[Directions]: Write out, word for word, everything from the start of the records down to the line containing "Rings of one", including that line.

(Saved data entries)

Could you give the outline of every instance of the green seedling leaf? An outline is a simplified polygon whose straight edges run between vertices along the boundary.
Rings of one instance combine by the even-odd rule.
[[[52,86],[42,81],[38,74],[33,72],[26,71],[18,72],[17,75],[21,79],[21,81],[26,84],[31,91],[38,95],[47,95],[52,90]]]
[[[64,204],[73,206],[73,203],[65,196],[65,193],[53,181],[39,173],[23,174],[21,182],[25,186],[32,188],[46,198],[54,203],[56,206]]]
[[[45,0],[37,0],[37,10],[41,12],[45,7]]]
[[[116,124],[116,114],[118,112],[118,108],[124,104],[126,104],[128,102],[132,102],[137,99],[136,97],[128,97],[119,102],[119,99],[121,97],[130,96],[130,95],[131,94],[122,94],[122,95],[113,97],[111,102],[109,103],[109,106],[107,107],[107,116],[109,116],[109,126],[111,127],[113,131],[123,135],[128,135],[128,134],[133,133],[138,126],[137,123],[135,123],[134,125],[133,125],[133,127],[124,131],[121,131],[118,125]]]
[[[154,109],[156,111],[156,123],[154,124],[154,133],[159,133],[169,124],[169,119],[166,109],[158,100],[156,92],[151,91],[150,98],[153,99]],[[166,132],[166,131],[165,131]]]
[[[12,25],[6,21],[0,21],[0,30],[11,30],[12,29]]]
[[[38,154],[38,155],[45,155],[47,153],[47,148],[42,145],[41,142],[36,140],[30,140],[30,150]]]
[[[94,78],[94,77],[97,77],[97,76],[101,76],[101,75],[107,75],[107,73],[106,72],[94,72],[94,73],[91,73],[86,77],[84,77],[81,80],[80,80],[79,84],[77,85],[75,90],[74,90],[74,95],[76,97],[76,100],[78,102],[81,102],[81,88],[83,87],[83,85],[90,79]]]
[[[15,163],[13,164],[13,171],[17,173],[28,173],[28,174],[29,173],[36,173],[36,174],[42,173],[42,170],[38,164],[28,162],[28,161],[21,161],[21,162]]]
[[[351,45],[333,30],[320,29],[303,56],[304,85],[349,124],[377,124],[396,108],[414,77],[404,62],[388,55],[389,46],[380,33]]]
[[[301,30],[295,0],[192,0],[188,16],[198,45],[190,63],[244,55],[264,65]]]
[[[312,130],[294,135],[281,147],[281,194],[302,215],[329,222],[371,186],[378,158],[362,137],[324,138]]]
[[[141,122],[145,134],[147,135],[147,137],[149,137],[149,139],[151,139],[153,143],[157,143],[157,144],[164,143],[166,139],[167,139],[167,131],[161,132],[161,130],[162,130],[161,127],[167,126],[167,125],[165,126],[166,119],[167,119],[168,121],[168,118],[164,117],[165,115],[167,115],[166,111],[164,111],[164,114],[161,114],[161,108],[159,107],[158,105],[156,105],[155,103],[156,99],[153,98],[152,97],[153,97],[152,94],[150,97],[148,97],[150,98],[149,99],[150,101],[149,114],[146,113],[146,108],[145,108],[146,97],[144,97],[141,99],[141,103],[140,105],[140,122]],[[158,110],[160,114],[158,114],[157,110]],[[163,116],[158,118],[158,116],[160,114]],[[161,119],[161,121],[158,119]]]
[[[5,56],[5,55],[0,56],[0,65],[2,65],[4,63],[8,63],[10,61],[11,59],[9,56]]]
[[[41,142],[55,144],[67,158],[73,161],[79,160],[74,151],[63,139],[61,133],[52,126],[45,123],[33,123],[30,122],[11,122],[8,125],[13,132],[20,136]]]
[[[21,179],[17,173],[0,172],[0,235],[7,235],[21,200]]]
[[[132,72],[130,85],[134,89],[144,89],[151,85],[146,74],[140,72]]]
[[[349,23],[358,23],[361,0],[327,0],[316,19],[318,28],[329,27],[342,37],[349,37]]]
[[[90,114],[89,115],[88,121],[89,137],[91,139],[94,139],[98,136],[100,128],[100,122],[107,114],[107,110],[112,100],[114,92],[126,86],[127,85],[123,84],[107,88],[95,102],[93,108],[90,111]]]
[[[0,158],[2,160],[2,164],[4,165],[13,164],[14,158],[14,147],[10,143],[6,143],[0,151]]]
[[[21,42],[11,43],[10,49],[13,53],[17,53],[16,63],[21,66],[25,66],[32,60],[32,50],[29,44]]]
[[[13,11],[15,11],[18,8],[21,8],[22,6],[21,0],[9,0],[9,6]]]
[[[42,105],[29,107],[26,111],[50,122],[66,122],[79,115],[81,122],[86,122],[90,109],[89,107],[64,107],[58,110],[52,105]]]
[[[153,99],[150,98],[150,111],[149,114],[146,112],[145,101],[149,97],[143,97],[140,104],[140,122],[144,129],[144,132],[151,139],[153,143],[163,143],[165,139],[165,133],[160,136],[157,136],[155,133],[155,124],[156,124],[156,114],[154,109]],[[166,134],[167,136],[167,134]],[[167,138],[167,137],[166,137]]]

[Final result]:
Could you give the outline of every instance of the green seedling leaf? An outline is a simplified polygon whose straight edges run between vertices along the boundary.
Rings of one instance combine by the even-odd rule.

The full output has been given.